*Selected extract*.
--- START ---

In Dominion Resources, Inc. v. United States, decided on May 31, 2012, in which Eric Fox, Les Schneider, and Pat Smith of Ivins, Phillips & Barker represented Ivins’ long-time client, Dominion Resources, the Federal Circuit drove home the point that the Supreme Court’s ruling in Mayo Foundation For Medical Education and Research v. United States, 131 S. Ct. 704 ( 2011), that the two part test established in Chevron U.S.A. Inc. v. Natural Resources Defense Council, Inc., 467 U.S. 837 (1984), applies to tax regulations by no means created the nearly insurmountable obstacle to challenges to IRS regulations that many practitioners and even some in the IRS believed.   Rather, as Ivins’ Pat Smith has noted in his writings since the Mayo ruling, the case was a double edged sword for the IRS, requiring it to meet the standards of the Administrative Procedure Act just as any other agency must do.  

The Federal Circuit underscored the correctness of this view today in a ruling that held that a provision of the interest capitalization regulations under section 263A is invalid under the second step of the Chevron test as being an unreasonable interpretation of the statute, as well as being in violation of the arbitrary and capricious standard in the Administrative Procedure Act, based on the failure to provide an explanation of the reasons for the provision as required by Motor Vehicle Manufacturers Association v. State Farm Mutual Automobile Insurance Co., 463 U.S. 29 (1983).

--- END ---

*Referring expression data based on photos*.
--- START ---

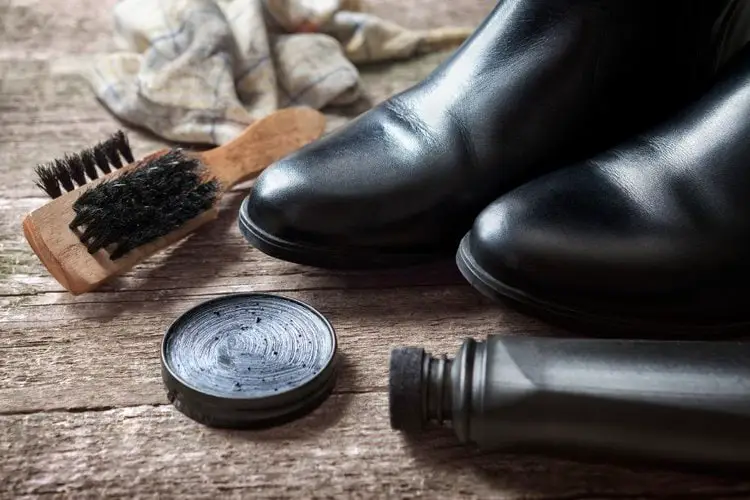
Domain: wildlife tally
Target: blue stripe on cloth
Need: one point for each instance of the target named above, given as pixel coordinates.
(293, 98)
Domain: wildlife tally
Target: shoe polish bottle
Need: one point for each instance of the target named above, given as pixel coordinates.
(675, 401)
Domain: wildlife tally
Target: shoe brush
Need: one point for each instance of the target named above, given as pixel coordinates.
(109, 212)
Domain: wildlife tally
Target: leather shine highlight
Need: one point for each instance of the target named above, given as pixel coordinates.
(658, 225)
(540, 84)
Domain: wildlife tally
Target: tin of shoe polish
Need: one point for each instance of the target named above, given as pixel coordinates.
(248, 360)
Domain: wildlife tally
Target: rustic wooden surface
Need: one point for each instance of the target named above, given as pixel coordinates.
(82, 408)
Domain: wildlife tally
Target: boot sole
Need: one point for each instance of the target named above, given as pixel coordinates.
(628, 322)
(324, 257)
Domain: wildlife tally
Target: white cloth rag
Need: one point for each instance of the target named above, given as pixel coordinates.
(201, 71)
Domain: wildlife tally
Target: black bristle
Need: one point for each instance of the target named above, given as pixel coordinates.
(89, 164)
(76, 170)
(84, 166)
(110, 149)
(123, 146)
(63, 175)
(100, 158)
(143, 204)
(47, 180)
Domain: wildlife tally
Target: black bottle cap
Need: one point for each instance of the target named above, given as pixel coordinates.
(248, 360)
(405, 389)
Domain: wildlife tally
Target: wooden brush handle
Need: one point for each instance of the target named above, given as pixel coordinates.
(263, 143)
(69, 262)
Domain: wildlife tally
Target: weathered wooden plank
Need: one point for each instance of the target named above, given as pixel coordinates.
(344, 449)
(104, 351)
(215, 258)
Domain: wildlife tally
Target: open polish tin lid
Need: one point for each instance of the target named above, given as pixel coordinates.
(248, 360)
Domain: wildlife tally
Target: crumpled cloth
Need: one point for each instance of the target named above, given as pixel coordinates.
(201, 71)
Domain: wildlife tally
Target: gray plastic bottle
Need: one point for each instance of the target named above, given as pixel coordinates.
(677, 401)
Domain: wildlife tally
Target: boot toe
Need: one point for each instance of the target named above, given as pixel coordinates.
(577, 233)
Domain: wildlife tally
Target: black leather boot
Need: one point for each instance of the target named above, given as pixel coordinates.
(541, 83)
(652, 236)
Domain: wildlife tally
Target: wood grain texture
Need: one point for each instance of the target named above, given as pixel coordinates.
(83, 411)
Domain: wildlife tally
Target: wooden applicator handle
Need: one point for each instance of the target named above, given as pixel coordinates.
(66, 258)
(248, 154)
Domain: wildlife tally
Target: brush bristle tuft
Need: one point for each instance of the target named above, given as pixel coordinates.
(78, 169)
(143, 204)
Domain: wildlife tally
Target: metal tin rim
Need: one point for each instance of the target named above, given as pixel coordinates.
(235, 411)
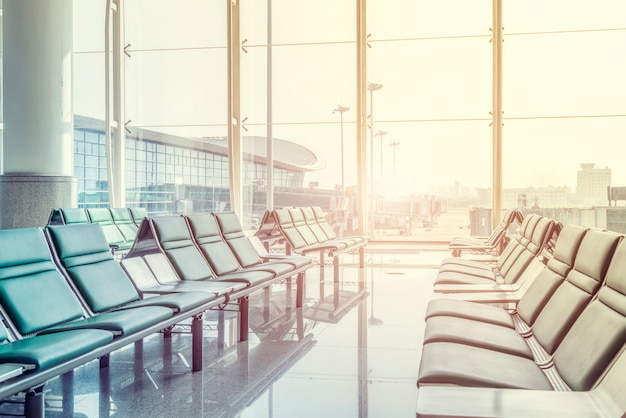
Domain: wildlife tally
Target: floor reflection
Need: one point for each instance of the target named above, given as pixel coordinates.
(352, 350)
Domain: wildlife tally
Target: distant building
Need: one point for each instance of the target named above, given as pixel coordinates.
(591, 185)
(529, 197)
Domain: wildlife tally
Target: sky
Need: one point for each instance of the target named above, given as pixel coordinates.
(563, 85)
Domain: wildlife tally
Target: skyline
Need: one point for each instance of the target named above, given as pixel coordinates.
(563, 84)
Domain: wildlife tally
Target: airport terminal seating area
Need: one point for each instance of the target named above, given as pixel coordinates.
(553, 347)
(65, 300)
(306, 231)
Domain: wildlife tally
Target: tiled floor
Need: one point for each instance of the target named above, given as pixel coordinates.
(353, 351)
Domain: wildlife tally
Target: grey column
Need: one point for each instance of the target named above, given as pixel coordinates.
(38, 114)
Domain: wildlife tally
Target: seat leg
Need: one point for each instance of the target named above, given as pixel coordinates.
(243, 318)
(34, 405)
(105, 360)
(197, 342)
(299, 289)
(362, 256)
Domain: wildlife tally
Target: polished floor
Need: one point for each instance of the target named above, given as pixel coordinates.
(353, 350)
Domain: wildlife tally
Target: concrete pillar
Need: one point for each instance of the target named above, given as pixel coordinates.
(38, 114)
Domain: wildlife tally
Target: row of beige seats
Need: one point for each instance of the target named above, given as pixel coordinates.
(559, 352)
(512, 271)
(491, 245)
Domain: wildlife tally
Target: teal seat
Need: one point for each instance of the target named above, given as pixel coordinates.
(138, 214)
(244, 251)
(114, 236)
(74, 216)
(38, 299)
(206, 233)
(104, 285)
(190, 264)
(122, 219)
(44, 351)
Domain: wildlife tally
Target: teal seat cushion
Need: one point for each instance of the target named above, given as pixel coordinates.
(252, 278)
(122, 322)
(84, 252)
(103, 285)
(38, 301)
(44, 351)
(179, 302)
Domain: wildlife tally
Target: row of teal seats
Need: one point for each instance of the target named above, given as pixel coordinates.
(65, 301)
(119, 224)
(182, 253)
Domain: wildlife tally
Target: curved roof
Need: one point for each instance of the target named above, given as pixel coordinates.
(287, 155)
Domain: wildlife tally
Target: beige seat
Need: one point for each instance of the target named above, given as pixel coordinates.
(539, 324)
(510, 266)
(587, 350)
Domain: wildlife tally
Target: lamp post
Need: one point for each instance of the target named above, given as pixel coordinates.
(381, 134)
(394, 144)
(341, 110)
(372, 87)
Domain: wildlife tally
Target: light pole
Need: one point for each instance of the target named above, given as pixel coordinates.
(394, 144)
(341, 110)
(372, 87)
(381, 134)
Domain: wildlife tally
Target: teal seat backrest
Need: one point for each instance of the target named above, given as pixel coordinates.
(234, 236)
(102, 216)
(323, 223)
(84, 253)
(207, 235)
(124, 222)
(297, 217)
(283, 219)
(138, 214)
(33, 292)
(175, 239)
(309, 217)
(74, 216)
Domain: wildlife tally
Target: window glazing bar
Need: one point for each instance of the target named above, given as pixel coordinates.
(497, 114)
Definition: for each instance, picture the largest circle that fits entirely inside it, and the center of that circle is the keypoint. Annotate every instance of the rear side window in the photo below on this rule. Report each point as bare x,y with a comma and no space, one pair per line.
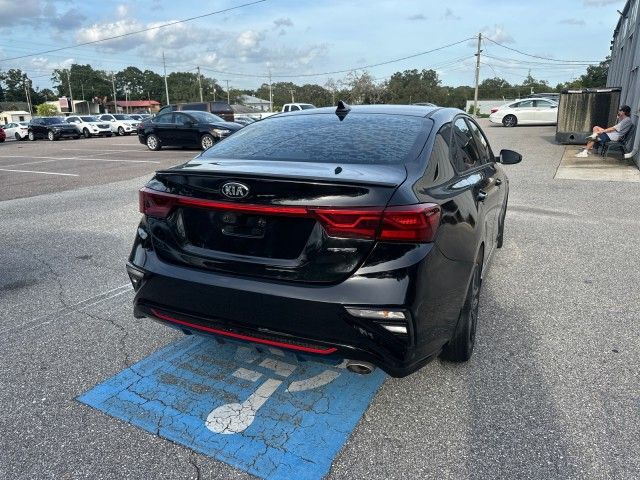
465,151
358,138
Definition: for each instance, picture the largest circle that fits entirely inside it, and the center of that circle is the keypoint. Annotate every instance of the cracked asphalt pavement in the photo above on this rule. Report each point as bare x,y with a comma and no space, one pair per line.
552,391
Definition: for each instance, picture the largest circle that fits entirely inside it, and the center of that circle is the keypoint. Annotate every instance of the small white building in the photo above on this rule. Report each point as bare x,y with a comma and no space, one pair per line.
255,102
11,116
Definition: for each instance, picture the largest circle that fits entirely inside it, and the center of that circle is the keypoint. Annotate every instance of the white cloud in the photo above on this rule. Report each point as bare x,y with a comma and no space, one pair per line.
599,3
122,11
497,33
572,21
449,15
283,22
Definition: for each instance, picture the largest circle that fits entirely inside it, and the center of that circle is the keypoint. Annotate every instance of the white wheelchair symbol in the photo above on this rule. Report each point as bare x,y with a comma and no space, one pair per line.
234,418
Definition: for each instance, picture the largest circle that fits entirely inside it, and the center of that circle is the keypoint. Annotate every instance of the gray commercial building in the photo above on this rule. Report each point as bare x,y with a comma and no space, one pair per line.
625,62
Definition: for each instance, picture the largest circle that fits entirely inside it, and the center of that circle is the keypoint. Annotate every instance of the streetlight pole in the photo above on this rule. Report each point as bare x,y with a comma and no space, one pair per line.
115,101
71,109
475,95
166,85
200,84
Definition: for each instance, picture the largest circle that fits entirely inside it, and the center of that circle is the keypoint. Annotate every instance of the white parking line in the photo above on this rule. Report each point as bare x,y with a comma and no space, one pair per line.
43,173
119,151
83,159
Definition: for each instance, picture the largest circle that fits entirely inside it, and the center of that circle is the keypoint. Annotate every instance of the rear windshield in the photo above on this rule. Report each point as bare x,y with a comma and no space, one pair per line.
52,120
358,138
206,117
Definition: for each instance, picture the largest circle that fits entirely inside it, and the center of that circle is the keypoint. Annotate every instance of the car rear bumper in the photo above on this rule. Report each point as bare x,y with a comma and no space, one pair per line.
312,318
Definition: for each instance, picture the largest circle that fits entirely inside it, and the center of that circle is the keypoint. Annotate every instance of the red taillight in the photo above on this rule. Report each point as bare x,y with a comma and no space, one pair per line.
409,223
345,223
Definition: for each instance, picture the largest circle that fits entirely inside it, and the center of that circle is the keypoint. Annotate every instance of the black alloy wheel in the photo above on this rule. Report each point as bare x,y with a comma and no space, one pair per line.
207,141
153,142
460,348
510,121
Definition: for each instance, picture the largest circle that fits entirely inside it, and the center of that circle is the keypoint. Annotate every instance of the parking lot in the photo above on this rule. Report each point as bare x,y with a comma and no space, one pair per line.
40,167
552,391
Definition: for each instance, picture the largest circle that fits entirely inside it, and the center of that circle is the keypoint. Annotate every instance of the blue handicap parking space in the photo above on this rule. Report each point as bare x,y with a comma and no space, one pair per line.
272,413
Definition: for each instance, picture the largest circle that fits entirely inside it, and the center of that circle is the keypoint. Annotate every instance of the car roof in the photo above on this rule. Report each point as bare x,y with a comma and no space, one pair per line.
410,110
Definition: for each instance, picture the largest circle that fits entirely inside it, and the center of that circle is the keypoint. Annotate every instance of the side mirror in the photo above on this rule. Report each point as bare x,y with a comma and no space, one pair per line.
509,157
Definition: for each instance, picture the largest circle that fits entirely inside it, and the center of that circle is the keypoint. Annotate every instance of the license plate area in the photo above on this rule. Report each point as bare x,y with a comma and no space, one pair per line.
242,225
242,233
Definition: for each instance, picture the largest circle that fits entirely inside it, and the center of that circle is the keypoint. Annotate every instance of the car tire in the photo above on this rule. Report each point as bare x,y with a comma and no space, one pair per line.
460,347
207,141
153,142
510,121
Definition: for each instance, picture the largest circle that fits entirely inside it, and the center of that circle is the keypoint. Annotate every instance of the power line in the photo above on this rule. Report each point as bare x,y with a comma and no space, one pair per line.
135,32
542,58
395,60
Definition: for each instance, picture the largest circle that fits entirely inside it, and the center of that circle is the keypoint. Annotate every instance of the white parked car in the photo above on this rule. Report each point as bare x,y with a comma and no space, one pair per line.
17,130
120,124
528,111
294,107
90,126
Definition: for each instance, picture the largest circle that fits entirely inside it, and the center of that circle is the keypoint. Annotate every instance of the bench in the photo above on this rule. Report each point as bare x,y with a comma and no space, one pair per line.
625,143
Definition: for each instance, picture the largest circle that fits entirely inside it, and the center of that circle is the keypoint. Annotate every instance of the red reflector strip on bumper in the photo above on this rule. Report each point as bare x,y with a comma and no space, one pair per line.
321,351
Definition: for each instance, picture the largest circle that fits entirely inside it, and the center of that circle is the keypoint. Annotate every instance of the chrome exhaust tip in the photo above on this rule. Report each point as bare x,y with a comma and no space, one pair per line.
361,368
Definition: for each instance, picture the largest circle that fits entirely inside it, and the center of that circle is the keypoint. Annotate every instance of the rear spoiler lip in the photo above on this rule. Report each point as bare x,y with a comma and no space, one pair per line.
288,178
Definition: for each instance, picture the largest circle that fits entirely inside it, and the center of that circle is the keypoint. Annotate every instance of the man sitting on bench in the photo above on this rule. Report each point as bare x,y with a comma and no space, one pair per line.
601,135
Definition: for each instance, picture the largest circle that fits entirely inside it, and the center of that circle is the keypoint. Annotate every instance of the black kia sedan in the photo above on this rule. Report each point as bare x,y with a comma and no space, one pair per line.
52,128
184,129
362,232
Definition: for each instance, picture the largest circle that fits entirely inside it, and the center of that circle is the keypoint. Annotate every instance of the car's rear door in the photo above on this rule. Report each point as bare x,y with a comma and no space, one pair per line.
185,131
526,112
546,112
477,177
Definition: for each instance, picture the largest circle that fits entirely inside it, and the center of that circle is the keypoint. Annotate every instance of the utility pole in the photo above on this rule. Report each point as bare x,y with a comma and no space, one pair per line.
200,84
113,84
166,85
475,95
71,109
27,93
270,93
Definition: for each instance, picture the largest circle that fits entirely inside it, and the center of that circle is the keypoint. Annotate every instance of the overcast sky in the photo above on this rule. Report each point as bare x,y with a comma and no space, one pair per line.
293,37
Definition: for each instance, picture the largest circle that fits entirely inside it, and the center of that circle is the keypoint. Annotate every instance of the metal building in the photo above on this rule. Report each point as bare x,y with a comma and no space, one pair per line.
625,62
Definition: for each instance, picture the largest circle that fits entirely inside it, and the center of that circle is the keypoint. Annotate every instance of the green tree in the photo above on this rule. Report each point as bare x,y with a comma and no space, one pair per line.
46,110
414,86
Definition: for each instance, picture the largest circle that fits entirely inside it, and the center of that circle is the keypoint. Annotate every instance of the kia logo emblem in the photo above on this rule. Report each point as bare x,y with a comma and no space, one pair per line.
235,190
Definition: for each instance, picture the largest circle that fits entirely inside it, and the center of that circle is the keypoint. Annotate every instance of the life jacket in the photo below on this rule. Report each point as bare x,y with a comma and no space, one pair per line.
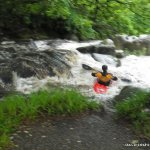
104,78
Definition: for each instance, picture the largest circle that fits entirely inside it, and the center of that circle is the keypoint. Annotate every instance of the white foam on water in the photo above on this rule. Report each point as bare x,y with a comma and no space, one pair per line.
134,68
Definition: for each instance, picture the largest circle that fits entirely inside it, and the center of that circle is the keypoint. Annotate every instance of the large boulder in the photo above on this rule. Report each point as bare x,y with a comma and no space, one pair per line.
27,61
133,43
105,47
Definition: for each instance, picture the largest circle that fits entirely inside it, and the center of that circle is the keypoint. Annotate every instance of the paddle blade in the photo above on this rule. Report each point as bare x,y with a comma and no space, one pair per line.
99,88
86,67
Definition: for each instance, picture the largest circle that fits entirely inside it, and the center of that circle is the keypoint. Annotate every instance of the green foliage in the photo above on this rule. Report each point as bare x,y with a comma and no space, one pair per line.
133,109
87,19
15,108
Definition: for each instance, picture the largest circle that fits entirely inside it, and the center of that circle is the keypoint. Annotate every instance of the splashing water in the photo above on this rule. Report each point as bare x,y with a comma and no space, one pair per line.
134,68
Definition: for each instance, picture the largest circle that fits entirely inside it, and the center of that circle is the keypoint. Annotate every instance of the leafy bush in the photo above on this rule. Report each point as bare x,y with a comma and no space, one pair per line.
133,110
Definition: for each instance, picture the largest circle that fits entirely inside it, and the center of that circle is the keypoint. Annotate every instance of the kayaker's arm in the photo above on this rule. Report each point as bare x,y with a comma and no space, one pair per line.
114,78
93,74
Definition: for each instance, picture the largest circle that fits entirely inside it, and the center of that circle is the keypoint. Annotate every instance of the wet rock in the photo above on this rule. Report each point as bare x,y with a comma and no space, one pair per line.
26,60
105,47
126,92
105,59
133,42
119,53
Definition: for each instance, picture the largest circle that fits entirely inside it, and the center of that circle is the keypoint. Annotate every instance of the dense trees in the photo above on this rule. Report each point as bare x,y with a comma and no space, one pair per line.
85,18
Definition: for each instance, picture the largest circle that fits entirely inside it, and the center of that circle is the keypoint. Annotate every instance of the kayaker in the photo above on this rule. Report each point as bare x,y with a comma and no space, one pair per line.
104,77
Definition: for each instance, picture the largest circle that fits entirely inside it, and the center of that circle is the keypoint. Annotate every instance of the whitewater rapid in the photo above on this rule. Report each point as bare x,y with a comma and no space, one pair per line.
134,68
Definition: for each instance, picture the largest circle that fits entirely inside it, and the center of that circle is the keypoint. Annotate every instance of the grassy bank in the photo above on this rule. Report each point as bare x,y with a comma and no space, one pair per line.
134,110
16,108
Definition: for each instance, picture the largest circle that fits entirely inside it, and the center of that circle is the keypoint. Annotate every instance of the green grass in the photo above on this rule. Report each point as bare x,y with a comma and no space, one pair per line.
15,108
133,110
136,52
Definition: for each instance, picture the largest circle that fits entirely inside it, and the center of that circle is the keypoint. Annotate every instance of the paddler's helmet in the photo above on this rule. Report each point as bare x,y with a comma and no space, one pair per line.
104,67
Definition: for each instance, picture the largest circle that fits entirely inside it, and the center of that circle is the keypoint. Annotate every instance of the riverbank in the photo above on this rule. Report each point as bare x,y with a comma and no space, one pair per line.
95,131
16,109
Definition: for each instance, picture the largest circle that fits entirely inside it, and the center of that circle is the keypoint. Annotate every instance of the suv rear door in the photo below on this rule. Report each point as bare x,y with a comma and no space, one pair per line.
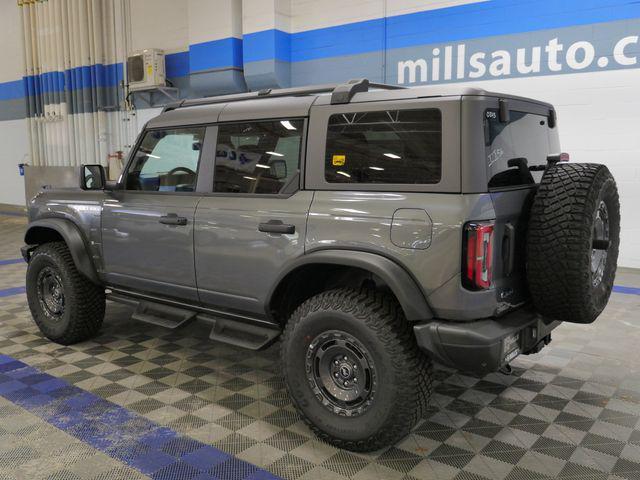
147,224
525,138
254,218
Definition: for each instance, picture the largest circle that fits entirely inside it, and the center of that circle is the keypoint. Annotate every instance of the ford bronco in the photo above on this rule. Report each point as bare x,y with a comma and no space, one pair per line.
372,229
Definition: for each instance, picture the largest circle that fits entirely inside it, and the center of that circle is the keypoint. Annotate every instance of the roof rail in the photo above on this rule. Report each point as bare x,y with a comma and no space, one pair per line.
345,92
340,93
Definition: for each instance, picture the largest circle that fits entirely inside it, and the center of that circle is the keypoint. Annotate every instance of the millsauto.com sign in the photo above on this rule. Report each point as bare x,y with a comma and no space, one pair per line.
607,46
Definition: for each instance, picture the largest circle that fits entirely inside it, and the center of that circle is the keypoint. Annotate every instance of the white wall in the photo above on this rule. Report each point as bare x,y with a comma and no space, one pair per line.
15,150
13,134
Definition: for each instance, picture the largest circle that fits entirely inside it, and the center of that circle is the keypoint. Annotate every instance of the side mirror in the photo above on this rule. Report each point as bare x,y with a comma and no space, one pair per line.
92,177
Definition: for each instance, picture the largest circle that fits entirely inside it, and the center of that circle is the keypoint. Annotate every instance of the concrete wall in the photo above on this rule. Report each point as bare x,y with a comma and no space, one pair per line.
219,46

--- END ---

*Task details*.
In the passage on the Dominion Resources ruling, substitute "impermissible" for "unreasonable" and write out the text starting at "The Federal Circuit underscored" and ending at "U.S. 29 (1983).". The records have no role in this work.

*Exercise answer*.
The Federal Circuit underscored the correctness of this view today in a ruling that held that a provision of the interest capitalization regulations under section 263A is invalid under the second step of the Chevron test as being an impermissible interpretation of the statute, as well as being in violation of the arbitrary and capricious standard in the Administrative Procedure Act, based on the failure to provide an explanation of the reasons for the provision as required by Motor Vehicle Manufacturers Association v. State Farm Mutual Automobile Insurance Co., 463 U.S. 29 (1983).